Entries provided START
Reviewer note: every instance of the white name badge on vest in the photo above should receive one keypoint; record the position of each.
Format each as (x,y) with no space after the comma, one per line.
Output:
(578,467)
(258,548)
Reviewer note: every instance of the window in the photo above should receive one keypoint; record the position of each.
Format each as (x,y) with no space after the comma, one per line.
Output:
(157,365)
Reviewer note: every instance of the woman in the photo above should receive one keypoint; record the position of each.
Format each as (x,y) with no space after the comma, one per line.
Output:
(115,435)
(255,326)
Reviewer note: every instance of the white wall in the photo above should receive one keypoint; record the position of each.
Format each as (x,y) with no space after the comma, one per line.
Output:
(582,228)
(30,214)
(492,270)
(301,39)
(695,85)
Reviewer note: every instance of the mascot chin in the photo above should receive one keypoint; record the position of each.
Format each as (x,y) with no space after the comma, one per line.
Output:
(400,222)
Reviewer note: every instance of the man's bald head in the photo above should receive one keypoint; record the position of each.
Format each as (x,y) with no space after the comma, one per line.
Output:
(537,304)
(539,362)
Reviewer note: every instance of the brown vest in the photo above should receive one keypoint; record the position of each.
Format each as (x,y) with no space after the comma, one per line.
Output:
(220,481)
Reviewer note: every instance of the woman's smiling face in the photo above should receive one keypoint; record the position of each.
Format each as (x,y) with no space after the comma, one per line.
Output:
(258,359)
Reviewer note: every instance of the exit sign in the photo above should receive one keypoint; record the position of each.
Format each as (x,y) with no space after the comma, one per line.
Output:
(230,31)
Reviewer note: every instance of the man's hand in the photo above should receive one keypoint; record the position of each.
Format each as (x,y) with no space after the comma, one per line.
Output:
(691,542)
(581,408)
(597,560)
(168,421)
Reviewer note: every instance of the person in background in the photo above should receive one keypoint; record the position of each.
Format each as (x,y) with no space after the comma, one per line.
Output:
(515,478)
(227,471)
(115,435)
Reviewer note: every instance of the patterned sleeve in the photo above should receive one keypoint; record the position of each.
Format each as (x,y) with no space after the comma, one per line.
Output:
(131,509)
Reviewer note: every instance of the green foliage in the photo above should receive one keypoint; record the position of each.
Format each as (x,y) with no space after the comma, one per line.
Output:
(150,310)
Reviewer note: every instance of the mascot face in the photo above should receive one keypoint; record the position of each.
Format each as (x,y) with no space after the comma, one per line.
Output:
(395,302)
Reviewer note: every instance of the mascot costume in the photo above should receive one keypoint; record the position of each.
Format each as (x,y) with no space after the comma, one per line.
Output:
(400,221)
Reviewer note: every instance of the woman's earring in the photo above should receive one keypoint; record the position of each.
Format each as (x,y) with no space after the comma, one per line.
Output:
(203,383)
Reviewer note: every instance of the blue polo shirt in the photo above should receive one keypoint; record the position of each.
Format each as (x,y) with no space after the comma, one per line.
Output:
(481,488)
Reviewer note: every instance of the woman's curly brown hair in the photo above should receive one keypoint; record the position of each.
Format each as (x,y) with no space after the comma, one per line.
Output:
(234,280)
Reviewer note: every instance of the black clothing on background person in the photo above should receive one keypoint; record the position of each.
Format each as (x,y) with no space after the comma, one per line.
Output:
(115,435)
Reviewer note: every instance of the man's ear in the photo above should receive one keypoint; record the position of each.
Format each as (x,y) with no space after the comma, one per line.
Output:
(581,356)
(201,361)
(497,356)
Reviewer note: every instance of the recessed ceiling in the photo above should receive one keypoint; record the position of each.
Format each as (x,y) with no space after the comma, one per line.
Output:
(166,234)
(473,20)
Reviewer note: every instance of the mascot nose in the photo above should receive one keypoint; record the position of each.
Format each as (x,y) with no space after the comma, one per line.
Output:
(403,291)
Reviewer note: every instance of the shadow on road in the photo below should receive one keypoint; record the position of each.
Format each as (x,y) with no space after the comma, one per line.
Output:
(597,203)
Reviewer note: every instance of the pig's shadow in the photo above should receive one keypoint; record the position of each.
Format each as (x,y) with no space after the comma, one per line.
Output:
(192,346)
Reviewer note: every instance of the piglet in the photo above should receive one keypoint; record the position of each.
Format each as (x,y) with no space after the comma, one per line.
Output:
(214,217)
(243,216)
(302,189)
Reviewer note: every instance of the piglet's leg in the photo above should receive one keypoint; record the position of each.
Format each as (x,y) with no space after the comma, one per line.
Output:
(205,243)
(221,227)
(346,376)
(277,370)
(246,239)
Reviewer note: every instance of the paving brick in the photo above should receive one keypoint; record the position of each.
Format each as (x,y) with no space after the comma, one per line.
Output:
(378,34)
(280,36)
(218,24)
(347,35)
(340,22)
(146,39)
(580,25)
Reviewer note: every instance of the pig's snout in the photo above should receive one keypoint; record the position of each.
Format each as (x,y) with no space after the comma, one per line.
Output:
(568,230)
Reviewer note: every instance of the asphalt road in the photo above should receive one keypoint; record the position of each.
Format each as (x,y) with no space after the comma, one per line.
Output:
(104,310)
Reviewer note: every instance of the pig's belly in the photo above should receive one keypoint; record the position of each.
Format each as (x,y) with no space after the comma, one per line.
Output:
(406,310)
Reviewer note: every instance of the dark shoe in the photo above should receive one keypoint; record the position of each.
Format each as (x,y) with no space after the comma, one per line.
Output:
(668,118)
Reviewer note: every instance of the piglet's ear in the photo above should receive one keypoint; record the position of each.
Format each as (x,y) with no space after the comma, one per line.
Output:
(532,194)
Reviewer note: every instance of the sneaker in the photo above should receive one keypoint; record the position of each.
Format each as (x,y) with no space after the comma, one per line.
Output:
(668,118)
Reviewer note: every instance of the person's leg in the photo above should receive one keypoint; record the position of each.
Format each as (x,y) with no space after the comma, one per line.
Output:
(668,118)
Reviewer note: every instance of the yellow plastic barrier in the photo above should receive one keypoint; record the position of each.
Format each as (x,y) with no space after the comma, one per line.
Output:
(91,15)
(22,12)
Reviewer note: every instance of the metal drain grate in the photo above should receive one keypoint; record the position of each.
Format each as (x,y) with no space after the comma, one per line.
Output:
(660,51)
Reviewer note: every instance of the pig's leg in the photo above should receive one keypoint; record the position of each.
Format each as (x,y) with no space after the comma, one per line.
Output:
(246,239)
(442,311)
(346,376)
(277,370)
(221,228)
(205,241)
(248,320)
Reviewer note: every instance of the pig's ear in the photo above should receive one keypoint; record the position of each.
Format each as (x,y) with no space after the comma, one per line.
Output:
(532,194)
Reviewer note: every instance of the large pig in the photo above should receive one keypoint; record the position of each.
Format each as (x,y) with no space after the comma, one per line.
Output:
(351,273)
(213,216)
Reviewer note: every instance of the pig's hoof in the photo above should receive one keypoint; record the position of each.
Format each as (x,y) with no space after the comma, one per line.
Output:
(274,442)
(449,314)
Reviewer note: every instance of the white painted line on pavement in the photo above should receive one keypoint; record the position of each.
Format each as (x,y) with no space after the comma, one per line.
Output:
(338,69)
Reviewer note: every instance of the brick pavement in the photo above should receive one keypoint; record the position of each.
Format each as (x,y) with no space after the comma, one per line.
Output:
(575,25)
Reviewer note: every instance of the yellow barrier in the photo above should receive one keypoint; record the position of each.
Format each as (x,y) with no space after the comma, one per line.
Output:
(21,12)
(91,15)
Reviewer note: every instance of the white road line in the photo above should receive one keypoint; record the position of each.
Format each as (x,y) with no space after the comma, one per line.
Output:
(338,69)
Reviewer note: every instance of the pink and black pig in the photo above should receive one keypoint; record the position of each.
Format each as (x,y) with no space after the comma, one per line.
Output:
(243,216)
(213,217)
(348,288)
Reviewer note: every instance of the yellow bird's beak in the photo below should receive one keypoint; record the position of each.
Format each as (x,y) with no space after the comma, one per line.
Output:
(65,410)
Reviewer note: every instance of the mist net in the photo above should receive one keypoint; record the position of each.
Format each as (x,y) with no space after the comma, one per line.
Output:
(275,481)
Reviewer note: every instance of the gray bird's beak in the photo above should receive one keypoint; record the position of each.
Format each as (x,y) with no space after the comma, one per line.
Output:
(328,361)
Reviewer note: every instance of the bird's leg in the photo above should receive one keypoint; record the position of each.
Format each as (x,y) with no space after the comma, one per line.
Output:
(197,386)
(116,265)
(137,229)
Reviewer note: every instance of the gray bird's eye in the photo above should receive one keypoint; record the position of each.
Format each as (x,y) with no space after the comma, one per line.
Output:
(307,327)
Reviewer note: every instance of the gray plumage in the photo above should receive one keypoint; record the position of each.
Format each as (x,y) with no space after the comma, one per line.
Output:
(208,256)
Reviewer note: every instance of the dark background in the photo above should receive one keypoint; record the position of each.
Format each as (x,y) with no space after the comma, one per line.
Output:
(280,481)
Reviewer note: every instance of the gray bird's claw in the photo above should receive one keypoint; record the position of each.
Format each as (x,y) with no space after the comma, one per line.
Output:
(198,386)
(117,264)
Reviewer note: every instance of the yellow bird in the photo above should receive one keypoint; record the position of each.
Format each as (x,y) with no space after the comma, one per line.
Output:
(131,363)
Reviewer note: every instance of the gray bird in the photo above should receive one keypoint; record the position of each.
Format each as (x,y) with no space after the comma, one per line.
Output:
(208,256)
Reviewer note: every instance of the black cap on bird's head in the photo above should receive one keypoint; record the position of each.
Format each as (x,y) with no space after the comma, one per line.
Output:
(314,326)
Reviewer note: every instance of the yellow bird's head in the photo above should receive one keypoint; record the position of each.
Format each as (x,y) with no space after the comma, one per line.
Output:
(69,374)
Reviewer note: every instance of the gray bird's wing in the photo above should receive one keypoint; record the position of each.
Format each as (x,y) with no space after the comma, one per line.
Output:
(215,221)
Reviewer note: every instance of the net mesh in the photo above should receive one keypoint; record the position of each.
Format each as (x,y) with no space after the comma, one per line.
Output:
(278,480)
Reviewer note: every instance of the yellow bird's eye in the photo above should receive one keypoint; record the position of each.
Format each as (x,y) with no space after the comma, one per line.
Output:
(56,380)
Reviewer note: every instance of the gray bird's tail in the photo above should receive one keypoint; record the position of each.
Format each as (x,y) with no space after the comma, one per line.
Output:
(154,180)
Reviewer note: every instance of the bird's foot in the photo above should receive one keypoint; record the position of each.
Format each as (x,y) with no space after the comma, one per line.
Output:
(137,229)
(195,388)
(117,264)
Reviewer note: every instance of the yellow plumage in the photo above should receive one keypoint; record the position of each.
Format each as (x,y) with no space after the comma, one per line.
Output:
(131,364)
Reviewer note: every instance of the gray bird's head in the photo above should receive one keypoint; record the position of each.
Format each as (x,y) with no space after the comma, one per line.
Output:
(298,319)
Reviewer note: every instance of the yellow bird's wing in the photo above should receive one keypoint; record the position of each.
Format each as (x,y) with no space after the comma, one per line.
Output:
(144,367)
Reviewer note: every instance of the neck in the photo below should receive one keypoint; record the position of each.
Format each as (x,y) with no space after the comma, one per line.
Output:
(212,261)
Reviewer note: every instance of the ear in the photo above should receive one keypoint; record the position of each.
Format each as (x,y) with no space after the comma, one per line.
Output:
Entries provided END
■ **Problem to work on**:
Gather all lines of the records that include the word "road".

■ **Solution to the problem**:
Reviewer note: every instance of the shadow on road in the photo below should receive one keypoint; record the position of each.
Reviewer note: every instance of the asphalt road in the photo above should receive one keypoint; record the position of each.
Reviewer note: every instance of the white road line in the photo above should receive one keypoint; record the position of each.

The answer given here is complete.